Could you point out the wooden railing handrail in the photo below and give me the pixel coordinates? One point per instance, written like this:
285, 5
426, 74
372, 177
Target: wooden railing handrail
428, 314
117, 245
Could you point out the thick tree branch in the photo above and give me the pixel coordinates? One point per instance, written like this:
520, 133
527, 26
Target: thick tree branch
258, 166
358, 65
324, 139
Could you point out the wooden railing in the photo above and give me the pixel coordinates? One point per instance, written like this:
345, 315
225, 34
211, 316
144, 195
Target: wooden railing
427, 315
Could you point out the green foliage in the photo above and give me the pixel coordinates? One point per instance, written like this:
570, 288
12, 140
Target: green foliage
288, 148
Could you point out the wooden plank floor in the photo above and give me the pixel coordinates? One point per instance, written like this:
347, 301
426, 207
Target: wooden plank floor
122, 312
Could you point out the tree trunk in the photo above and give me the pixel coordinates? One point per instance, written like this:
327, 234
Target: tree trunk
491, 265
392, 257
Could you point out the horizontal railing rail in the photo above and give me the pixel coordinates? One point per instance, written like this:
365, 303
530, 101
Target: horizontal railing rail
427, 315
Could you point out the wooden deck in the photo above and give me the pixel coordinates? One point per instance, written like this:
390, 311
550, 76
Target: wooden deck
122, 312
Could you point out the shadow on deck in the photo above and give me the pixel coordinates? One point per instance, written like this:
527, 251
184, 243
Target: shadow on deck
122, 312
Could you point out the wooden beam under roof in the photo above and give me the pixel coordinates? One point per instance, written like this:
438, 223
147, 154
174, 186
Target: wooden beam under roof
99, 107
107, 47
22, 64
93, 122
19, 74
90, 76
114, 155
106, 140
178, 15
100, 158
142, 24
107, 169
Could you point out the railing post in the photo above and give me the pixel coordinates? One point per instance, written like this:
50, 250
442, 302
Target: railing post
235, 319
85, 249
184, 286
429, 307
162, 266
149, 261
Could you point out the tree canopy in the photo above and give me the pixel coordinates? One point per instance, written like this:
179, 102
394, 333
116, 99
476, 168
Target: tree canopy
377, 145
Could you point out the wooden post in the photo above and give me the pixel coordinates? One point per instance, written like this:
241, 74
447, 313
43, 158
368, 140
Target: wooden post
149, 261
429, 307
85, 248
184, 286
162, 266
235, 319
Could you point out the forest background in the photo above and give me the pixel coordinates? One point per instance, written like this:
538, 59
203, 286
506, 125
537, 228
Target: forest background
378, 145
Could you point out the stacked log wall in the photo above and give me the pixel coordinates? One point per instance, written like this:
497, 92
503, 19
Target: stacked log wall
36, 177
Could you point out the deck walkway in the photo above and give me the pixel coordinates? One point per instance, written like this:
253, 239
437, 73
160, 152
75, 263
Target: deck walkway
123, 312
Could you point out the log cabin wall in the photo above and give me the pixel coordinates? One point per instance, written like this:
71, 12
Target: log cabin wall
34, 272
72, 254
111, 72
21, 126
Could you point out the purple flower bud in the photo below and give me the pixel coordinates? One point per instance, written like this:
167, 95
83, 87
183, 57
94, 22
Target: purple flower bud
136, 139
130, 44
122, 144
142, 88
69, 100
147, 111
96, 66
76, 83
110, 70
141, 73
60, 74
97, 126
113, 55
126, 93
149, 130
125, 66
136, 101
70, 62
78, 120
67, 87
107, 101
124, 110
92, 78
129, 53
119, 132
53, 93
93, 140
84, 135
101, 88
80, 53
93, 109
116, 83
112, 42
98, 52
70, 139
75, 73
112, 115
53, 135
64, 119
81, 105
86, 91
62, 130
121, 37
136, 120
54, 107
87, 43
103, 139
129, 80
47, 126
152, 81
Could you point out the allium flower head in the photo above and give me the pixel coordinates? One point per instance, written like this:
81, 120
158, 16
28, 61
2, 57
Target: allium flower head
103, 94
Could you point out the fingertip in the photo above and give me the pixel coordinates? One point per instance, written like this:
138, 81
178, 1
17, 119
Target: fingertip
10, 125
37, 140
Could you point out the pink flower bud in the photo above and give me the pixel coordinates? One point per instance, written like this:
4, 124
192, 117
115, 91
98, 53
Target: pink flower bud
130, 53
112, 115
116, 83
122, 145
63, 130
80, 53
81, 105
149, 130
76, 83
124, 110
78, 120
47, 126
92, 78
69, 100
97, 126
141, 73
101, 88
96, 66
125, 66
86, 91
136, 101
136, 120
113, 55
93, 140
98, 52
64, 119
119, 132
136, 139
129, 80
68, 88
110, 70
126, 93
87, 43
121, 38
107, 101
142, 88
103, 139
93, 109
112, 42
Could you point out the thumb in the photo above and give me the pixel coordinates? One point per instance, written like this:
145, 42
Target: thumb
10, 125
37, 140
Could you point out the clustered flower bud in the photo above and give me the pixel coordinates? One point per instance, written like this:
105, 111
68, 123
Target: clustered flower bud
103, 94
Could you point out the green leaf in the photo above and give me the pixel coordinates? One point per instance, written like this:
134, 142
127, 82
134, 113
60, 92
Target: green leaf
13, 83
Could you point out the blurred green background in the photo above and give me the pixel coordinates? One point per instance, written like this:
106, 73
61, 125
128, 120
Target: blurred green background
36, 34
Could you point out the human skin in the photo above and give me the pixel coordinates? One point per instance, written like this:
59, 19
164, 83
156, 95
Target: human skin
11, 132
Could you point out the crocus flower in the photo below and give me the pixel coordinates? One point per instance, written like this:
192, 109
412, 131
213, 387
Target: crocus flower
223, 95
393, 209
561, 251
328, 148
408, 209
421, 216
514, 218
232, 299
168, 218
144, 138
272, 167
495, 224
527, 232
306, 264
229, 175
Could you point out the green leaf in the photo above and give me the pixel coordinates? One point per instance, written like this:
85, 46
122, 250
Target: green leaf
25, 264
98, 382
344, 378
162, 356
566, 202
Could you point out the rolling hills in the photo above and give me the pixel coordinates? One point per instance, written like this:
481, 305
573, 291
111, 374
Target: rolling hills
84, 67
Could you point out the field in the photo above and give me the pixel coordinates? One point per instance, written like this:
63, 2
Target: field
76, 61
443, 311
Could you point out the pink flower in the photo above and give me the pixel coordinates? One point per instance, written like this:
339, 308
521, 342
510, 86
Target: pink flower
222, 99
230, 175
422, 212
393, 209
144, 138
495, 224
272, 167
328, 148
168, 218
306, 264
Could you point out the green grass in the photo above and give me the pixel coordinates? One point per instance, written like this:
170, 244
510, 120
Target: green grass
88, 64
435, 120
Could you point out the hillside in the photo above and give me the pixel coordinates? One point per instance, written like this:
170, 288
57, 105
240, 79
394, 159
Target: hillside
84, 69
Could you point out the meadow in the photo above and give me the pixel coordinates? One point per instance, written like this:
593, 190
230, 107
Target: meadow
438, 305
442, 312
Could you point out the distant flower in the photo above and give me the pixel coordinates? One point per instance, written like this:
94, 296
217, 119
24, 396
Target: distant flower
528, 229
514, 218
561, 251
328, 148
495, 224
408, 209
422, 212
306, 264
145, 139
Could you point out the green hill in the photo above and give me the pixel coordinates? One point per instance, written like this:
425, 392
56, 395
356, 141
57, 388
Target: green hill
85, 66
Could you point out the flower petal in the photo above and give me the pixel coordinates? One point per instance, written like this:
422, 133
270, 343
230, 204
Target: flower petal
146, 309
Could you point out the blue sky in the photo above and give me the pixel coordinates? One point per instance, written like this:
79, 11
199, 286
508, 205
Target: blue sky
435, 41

§ **WHAT YOU NEED TO DO**:
Print the material verbatim, all of it.

§ **SOLUTION TO THIS EXERCISE**:
Could you point out the wooden railing handrail in the photo below and give me the pixel coordinates? One point per instance, written like this:
285, 5
426, 74
372, 177
Target: wooden railing handrail
428, 314
117, 245
Could you point out the thick tree branch in the photo above and give me the pixel coordinates? One point per instance, written like this:
520, 133
527, 26
Target: thick tree branch
258, 166
358, 65
324, 139
Could you point out the wooden railing in the photo above and give me the pixel coordinates? One point per instance, written like this:
345, 315
225, 34
211, 316
144, 195
Target: wooden railing
427, 315
Could you point out the green foliage in the photo above and give me the pixel coordinates? One point per instance, written like this:
570, 288
12, 140
Target: green foliage
288, 148
Could you point out the wooden plank floor in the photo above and give me the pixel coordinates? One point per instance, written like this:
347, 301
426, 207
Target: wooden plank floor
122, 312
Could you point out the tree trunk in the photo above and give me the pixel coordinates? One point per instance, written like this:
327, 234
Target: tree trunk
491, 265
392, 257
Could you point out the horizontal railing rail in the photo above and give me the pixel coordinates? One point per instance, written like this:
365, 303
530, 101
Target: horizontal railing rail
427, 315
Could you point out the wooden deck in the photo above and give me the pixel coordinates? One point per instance, written like this:
390, 311
550, 76
Target: wooden deck
122, 312
Could you point out the shadow on deck in the photo above and give me the pixel coordinates? One point per instance, written like this:
527, 251
184, 243
Target: shadow on deck
122, 312
Could you point out the wooden beam under roof in the photo above and give me the pixel coordinates? One point per instance, written like this:
438, 223
147, 154
174, 186
Target: wooden beam under roof
99, 107
107, 47
22, 64
93, 122
19, 74
90, 76
114, 155
106, 140
178, 15
100, 158
142, 24
107, 169
Could you point out the railing post in the photo above and give me the pixel coordinates? One point per instance, written like this:
50, 250
442, 302
Target: railing post
235, 319
85, 249
184, 286
429, 307
162, 266
149, 261
Could you point out the tree canopy in the photo above and give me the pixel coordinates? One point per instance, written like this:
179, 102
394, 333
116, 99
476, 168
Target: tree canopy
377, 145
Could you point out the wooden post in the photo above and give me the pixel coordinates? One point per instance, written like this:
241, 74
447, 313
43, 158
368, 140
Target: wooden post
149, 261
429, 307
85, 248
184, 286
162, 266
235, 319
Could you point out the forest background in the photo above and give me the pixel coordinates? One point per instance, written like this:
538, 59
203, 286
506, 125
537, 228
Target: forest background
378, 145
Could you point out the stacked log wall in the photo above and give me the pixel coordinates? One point per instance, written like this:
497, 92
503, 19
Target: stacked log wall
36, 177
Could you point out the deck walkway in the photo above and give me the pixel coordinates? One point per instance, written like this:
253, 239
437, 73
160, 152
75, 263
Target: deck walkway
123, 312
Could you point out the log cabin wall in the photo above and give me the pixel coordinates? One point per instance, written like this:
71, 12
Target: log cabin wall
34, 272
72, 254
111, 72
21, 126
Could you point out the purple flower bud in the photo below and give me the pixel coordinates? One point per instance, written like this:
167, 95
83, 87
183, 57
94, 22
Target: purple flower bud
136, 139
130, 44
122, 144
142, 88
69, 100
147, 111
96, 66
76, 83
110, 70
141, 73
60, 74
97, 126
113, 55
126, 93
149, 130
125, 66
136, 101
70, 62
78, 120
67, 87
107, 101
124, 110
92, 78
129, 53
119, 132
53, 93
93, 140
84, 135
101, 88
80, 53
93, 109
116, 83
112, 42
98, 52
70, 139
75, 73
112, 115
53, 135
64, 119
81, 105
86, 91
62, 130
121, 37
136, 120
54, 107
87, 43
103, 139
129, 80
47, 126
152, 81
Could you point out the allium flower head in the photo above and give me the pixel coordinates? One point per instance, written like this:
81, 120
158, 16
28, 61
2, 57
Target: allium flower head
103, 94
Could you point out the fingertip in the photo above and give me the pixel coordinates? One point per instance, written like this:
138, 81
178, 1
17, 119
Target: fingertip
10, 125
37, 140
Could you point out the pink flower bud in the photo above and give me the pixel coordinates? One point per instance, written like this:
4, 124
192, 117
115, 91
98, 53
Target: pink flower bud
130, 53
112, 115
116, 83
122, 145
63, 130
80, 53
81, 105
149, 130
76, 83
124, 110
78, 120
47, 126
92, 78
69, 100
97, 126
141, 73
101, 88
96, 66
125, 66
86, 91
136, 101
136, 120
113, 55
93, 140
98, 52
64, 119
119, 132
136, 139
129, 80
68, 88
110, 70
126, 93
87, 43
121, 38
107, 101
142, 88
103, 139
93, 109
112, 42
Could you point out the thumb in the photo above and give me the pixel coordinates? One point per instance, written like this:
145, 42
Target: thumb
10, 125
37, 140
Could you point out the clustered flower bud in the photo above and give me the pixel coordinates? One point per instance, written like this:
105, 111
68, 123
Target: clustered flower bud
103, 94
Could you point out the green leaf in the photo above and give me the pixel coordinates? One point per instance, written like this:
134, 142
127, 82
134, 113
60, 92
Target: green leaf
13, 83
Could you point out the blurred green background in the photo above and give me the pixel coordinates? One point per instance, written like this:
106, 73
61, 125
128, 120
Target: blurred green background
36, 34
Could you point out the human skin in the photo above and give me the pixel coordinates? One point per instance, written like this:
59, 19
164, 83
156, 95
Target: human skin
11, 132
Could you point out the crocus flower in the photo below and give me the pixel coordinates? One point per instance, written like this:
192, 109
412, 131
213, 387
Target: crocus flower
223, 95
393, 209
561, 251
328, 148
408, 209
421, 216
514, 218
232, 299
168, 218
144, 138
272, 167
495, 224
527, 232
306, 264
229, 175
Could you point out the green leaf in the photo above and give me the pixel coordinates? One point per instance, written like this:
85, 46
122, 250
Target: green leaf
25, 264
98, 382
344, 378
162, 356
566, 202
Could you point out the rolling hills in the photo above and give me the pixel coordinates? One point per instance, written like this:
481, 305
573, 291
111, 374
Target: rolling hills
84, 67
Could you point out the field in the photo above and give me the pixel coordinates? One point per instance, written like this:
63, 2
Target: field
76, 61
443, 311
Could you point out the pink flower in the photo above and give me the pixel coordinates? One point per instance, written like this:
339, 308
521, 342
510, 86
Target: pink flower
222, 99
230, 175
422, 212
393, 209
144, 138
495, 224
272, 167
328, 148
168, 218
306, 264
Could you point out the green grass in the photo above and give me the pixel coordinates? One point per instance, written like this:
170, 244
510, 120
Target: green grass
88, 64
435, 120
Could you point out the hillside in the photo above and give me the pixel coordinates? One point per instance, written like this:
170, 288
57, 105
240, 79
394, 159
Target: hillside
84, 69
Could you point out the meadow in the photo above and give me the pixel coordinates? One point per instance, written like this:
593, 190
230, 107
Target: meadow
438, 305
442, 312
Could you point out the distant flower in the photo above and give me the pixel coordinates? One point per instance, written like this:
94, 296
217, 119
24, 396
Target: distant flower
528, 229
514, 218
561, 251
328, 148
495, 224
408, 209
422, 212
306, 264
145, 139
Could you point out the green hill in the photo above and give me the pixel coordinates? One point per instance, written like this:
425, 392
56, 395
356, 141
57, 388
Target: green hill
85, 66
Could you point out the flower petal in the photo above and give me the pixel coordinates? One point per instance, written like this:
422, 133
270, 343
230, 204
Target: flower petal
146, 309
Could you point out the blue sky in the photo above and give me the pixel coordinates? One point per instance, written like this:
79, 11
199, 286
508, 205
Target: blue sky
435, 41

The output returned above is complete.